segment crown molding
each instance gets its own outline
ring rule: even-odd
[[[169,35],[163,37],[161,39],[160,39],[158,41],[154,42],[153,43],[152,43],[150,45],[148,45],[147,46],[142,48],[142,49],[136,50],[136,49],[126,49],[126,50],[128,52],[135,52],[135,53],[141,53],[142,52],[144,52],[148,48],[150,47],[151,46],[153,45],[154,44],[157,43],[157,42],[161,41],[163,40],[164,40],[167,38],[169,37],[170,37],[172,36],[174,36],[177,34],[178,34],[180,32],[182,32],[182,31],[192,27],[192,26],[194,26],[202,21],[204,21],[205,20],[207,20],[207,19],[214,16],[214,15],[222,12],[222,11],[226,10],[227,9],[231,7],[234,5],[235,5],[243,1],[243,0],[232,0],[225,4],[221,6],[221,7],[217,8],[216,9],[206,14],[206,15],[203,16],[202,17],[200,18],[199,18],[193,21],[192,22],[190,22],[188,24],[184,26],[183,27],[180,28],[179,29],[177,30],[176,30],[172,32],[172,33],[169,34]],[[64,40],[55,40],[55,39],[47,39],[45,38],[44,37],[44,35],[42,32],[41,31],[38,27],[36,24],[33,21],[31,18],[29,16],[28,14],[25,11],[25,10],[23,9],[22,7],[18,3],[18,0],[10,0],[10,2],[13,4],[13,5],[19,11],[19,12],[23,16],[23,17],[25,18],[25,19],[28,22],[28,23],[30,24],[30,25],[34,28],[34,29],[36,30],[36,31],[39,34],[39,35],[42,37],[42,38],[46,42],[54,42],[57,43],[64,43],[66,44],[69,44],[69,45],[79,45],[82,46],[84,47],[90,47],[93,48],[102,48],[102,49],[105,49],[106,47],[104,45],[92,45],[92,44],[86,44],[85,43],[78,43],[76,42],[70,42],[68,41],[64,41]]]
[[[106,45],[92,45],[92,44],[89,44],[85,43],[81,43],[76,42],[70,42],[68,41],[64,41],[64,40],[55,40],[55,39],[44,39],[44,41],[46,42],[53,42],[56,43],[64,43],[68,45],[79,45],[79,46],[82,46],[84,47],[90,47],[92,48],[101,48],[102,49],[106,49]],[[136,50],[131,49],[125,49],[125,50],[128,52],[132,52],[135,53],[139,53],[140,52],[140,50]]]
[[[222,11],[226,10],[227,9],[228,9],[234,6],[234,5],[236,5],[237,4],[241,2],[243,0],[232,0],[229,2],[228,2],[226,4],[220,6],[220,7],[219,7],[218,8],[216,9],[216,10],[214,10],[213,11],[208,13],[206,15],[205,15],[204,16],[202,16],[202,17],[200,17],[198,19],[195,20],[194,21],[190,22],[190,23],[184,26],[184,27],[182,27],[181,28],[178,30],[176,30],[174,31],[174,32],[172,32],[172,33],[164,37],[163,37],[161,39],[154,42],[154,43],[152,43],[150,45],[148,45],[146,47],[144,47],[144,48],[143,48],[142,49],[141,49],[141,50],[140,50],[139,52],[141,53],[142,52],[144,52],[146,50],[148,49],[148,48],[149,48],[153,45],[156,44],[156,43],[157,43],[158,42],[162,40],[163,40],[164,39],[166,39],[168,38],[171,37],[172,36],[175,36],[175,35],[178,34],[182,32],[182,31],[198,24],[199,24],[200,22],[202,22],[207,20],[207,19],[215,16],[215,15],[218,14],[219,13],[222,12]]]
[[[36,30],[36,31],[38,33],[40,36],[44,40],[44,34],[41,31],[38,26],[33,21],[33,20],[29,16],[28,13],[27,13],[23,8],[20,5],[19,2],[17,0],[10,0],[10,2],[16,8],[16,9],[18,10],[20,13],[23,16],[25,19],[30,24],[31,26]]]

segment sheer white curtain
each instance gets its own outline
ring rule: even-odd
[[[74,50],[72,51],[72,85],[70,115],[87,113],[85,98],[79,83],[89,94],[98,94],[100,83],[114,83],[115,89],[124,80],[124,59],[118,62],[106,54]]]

■ ■ ■

*WHAT IS NEEDED:* Copy the records from the line that contains "segment sheer white curtain" through the end of the records, replacing "even-odd" with "nonzero" and keeping everything else the same.

*TASK RESPONSE:*
segment sheer white curtain
each instance gets its own outline
ring rule: nonzero
[[[74,50],[72,51],[72,85],[70,115],[87,113],[85,98],[79,83],[89,94],[98,94],[100,83],[114,83],[115,89],[124,80],[124,59],[118,62],[106,54]]]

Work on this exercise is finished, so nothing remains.